▶ DATA LISTING

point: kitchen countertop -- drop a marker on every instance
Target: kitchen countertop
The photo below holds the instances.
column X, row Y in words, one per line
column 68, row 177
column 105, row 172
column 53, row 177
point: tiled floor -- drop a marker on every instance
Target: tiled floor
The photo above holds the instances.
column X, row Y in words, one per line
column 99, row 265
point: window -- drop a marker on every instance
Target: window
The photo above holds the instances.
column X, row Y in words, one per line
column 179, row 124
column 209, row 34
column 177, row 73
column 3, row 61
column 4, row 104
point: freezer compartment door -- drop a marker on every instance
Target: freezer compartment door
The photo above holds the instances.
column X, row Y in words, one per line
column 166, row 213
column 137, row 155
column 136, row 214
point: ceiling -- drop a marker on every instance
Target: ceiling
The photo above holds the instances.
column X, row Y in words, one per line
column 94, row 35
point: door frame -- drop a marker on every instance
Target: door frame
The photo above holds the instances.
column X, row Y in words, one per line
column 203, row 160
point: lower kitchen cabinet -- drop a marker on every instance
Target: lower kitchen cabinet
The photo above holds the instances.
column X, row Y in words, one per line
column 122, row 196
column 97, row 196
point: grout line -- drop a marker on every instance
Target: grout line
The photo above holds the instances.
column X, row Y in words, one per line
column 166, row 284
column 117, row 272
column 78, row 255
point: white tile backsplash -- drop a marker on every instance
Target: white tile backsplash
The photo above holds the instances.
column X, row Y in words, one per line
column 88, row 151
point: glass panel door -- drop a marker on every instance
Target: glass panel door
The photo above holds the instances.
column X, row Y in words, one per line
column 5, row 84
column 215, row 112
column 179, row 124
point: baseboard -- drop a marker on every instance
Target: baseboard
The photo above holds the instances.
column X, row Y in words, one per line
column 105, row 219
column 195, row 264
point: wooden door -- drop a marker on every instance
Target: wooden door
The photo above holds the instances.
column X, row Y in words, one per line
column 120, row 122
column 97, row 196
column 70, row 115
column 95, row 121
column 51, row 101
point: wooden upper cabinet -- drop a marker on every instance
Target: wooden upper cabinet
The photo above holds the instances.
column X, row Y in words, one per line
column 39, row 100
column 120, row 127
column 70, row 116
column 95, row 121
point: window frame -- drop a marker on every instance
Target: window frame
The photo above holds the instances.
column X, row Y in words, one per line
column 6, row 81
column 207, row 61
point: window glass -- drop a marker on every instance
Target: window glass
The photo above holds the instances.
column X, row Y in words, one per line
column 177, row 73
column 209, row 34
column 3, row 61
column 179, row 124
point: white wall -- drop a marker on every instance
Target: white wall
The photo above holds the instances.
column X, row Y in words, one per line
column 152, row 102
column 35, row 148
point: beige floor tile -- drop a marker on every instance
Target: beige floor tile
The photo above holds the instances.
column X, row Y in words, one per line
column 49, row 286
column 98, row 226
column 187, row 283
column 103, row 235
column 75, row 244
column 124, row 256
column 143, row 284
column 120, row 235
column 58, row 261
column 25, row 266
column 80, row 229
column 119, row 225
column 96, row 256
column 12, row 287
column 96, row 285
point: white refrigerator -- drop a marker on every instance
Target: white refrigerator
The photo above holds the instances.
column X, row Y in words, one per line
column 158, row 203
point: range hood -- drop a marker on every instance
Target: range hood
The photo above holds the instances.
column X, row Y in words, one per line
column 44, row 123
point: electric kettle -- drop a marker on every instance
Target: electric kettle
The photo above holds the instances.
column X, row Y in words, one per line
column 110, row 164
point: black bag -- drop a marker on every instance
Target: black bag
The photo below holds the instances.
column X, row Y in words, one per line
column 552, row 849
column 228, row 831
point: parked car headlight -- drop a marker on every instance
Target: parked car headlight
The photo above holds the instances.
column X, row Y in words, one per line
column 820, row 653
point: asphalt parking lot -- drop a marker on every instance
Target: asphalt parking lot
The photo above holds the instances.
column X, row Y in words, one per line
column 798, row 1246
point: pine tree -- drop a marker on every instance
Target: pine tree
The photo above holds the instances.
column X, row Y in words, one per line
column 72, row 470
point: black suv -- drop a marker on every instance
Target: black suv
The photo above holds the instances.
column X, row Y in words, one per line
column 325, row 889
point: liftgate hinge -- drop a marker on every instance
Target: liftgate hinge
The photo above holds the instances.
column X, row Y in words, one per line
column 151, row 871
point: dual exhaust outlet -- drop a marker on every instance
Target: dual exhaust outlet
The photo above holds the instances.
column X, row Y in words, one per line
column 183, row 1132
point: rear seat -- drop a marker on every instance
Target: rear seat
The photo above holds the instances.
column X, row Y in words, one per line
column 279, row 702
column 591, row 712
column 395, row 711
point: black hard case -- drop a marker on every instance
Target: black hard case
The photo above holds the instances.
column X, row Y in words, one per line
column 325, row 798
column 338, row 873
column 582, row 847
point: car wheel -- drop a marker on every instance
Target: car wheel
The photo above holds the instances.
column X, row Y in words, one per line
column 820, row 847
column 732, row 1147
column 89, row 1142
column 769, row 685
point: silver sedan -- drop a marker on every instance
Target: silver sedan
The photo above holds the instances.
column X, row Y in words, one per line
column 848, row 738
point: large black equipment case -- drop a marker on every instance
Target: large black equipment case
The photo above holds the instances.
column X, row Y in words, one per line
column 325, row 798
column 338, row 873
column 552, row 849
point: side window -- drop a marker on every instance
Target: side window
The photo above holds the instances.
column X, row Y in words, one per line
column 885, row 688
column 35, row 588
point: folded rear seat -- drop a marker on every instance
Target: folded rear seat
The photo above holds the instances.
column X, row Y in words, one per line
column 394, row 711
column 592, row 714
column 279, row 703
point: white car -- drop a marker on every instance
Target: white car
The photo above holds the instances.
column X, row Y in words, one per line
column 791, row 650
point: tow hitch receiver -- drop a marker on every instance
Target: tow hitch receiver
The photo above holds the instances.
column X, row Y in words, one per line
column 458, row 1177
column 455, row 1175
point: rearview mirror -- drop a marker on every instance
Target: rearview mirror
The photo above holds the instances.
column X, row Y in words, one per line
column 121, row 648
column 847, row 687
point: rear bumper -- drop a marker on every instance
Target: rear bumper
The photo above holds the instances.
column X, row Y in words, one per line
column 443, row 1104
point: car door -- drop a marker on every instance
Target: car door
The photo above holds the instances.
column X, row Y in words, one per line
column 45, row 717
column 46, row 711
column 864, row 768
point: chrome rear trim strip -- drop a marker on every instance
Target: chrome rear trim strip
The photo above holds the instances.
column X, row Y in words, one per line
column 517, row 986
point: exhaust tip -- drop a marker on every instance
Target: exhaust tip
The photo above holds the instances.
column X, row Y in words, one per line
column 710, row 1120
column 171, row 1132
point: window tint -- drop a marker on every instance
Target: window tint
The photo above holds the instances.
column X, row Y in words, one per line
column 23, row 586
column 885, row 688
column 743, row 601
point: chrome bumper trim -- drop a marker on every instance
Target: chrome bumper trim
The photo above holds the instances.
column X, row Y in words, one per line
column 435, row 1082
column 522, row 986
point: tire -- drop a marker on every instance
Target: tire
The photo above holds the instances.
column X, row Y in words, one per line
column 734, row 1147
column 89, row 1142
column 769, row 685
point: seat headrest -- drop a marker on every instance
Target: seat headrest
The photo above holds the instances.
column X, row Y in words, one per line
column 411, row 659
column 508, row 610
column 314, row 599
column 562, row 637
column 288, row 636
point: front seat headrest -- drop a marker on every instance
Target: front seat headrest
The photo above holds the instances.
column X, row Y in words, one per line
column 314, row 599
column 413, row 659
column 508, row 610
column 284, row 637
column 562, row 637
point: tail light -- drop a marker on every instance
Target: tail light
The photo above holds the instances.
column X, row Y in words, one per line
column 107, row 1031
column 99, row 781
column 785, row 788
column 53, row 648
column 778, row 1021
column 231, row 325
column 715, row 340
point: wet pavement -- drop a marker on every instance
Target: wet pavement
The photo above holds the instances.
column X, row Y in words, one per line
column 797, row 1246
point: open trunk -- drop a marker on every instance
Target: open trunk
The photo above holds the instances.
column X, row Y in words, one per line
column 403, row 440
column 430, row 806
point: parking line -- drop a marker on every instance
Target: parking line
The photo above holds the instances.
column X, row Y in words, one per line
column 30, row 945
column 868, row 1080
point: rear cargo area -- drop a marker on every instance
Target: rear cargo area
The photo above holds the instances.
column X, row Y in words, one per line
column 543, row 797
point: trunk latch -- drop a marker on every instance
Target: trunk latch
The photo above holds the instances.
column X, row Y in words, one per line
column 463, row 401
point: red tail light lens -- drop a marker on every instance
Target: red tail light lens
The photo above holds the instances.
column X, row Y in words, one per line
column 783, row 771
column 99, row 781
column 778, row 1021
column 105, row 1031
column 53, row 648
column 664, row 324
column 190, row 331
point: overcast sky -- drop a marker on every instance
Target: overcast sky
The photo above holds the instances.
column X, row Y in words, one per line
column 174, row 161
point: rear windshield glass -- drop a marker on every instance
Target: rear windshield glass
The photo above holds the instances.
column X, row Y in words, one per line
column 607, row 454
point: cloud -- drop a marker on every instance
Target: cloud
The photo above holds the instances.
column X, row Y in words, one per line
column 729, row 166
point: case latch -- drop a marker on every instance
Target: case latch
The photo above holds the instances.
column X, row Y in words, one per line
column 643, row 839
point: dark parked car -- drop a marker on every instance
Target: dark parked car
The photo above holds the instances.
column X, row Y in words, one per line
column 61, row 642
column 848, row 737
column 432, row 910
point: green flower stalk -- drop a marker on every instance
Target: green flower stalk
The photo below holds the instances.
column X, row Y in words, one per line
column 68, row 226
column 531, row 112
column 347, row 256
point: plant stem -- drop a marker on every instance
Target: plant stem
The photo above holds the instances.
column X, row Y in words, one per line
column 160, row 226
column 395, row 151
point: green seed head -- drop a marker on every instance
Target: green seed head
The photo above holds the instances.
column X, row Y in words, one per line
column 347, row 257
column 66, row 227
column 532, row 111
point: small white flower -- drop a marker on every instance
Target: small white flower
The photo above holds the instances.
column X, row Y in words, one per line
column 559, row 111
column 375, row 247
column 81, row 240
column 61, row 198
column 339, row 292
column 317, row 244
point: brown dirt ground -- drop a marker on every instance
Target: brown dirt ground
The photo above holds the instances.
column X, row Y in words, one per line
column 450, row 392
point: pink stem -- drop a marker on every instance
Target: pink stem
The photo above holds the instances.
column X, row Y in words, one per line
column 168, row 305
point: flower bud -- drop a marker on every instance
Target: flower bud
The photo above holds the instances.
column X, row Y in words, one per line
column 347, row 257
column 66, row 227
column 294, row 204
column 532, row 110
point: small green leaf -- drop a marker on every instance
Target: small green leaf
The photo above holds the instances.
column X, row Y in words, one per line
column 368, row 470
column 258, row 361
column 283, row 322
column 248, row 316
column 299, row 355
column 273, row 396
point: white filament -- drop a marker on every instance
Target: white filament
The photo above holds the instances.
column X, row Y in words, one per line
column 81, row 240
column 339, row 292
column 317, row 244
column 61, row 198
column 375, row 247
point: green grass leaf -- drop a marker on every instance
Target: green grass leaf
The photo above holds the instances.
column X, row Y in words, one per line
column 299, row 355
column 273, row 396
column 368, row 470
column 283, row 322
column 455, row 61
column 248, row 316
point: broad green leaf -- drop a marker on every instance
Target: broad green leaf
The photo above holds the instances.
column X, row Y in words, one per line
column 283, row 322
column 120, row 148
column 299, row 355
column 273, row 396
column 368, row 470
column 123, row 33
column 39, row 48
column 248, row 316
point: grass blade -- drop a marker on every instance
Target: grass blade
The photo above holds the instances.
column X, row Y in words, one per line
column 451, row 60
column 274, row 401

▶ WORK TO COMPLETE
Arrange the entries above, between the lines holding "point: case latch" and "column 432, row 910", inclusive, as a two-column CSV headed instruction and output. Give one row per entry, with its text under instruction and its answer under output, each in a single quoted field with line breaks replaced by spaces.

▶ RESPONSE TO THE EXERCISE
instruction,output
"point: case latch -- drop a marker on every instance Target: case latch The photo above holds the instances. column X, row Y in words, one per line","column 643, row 839"
"point: dark parked car -- drop a marker on every instance Target: dark parked car The photo above holds the instances. column X, row Y in words, one per line","column 61, row 642 column 848, row 737 column 432, row 910"